Output all of the material exactly; leave out no line.

+++

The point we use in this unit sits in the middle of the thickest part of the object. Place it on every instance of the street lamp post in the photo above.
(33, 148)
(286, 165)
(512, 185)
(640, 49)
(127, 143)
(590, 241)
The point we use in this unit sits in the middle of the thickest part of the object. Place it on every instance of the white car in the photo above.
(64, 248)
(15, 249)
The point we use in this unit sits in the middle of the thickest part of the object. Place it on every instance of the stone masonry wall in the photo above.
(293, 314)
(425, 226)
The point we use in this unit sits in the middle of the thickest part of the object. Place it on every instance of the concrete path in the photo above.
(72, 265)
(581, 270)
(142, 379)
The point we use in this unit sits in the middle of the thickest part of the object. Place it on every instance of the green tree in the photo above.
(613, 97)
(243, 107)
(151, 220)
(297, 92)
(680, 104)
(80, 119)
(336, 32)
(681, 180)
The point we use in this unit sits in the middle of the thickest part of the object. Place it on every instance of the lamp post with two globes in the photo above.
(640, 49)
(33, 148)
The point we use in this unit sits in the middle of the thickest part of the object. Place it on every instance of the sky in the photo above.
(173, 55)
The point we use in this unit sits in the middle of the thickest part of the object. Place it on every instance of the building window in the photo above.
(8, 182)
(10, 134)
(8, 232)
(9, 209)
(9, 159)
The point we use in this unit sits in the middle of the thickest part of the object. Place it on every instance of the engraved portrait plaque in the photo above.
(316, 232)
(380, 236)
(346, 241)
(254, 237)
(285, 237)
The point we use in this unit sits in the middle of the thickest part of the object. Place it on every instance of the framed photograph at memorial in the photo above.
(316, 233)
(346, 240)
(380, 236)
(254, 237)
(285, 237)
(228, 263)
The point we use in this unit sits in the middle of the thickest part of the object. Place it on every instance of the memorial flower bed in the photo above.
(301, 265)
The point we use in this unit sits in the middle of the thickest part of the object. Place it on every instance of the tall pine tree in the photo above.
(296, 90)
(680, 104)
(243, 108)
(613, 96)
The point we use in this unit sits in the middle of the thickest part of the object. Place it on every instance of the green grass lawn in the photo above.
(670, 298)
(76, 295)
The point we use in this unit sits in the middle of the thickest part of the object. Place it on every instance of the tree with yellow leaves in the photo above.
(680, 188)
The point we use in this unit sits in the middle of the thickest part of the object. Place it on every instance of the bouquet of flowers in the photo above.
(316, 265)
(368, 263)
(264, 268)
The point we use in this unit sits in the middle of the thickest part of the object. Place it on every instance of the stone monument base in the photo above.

+++

Expected answer
The point we use in this unit sits in the middle of the thickest part of the object. Place it on every instance of the street lamp post in the photo above.
(33, 148)
(286, 165)
(512, 185)
(640, 49)
(127, 143)
(590, 241)
The point we use in this unit sits in the middle of the thickest part of the object. Place it on every instance of the white car in the photo above.
(64, 248)
(15, 249)
The point we use in this unit sits in the middle of the thickest part of the object. Place it on every instance of the stone masonry wall in the photo above.
(293, 314)
(425, 226)
The point we use in this unit sits in the middle of the thickest part of the object. Place it on every instance of the concrete path in the photo above.
(72, 265)
(581, 270)
(142, 379)
The point we use in this unit sits in the middle of the thickest part of the object. Place it on every instance of the green tree in the photo above.
(613, 97)
(243, 107)
(151, 220)
(297, 92)
(680, 104)
(80, 119)
(336, 32)
(681, 180)
The point we use in this unit sits in the middle of the thickest part of the object. Place it on every instance of the lamp post with two globes in the photo above.
(640, 49)
(33, 148)
The point we use in this unit sits in the middle of the thickest part of the object. Place it on every instance of the sky in the photo above.
(173, 55)
The point we use in this unit sits in the middle of the thickest part of the object. Place it on every instance of the building window in the photo above.
(8, 182)
(10, 134)
(8, 232)
(9, 209)
(9, 159)
The point we use in this unit sits in the middle of the thickest part of the object. Place it on every instance of the engraved portrait plaque in the photo above.
(316, 232)
(380, 236)
(346, 241)
(254, 237)
(285, 237)
The point we use in this unit sits in the middle of the thickest part of the object. Place it on every instance of the framed photograph at memorial in the photo above.
(316, 233)
(346, 240)
(380, 236)
(254, 237)
(285, 237)
(228, 263)
The point we use in this unit sits in the middle of the thickest part of the object. Place it on every instance of the memorial flower bed in the photo above.
(301, 265)
The point we use in this unit sits in the middle of the thickest part of the object. Place it on every instance of the tall pine tree in the photo above.
(296, 90)
(680, 104)
(243, 108)
(613, 96)
The point we use in this unit sits in the middle of the thickest part of the object. Place it on every instance of the green grass lawn in the photo above.
(670, 298)
(76, 295)
The point we use in this unit sits in the middle of the thickest part of the object. Place it on every instance of the tree with yellow leaves in the photo above.
(680, 188)
The point we use in this unit sits in the middle of the thickest part of the object. Place it on every instance of the bouquet of flowers in the photo above.
(316, 265)
(368, 263)
(264, 268)
The point we use in this unit sits in the middle of the thickest part of the object. Place it on every instance of the stone monument base in the photo above.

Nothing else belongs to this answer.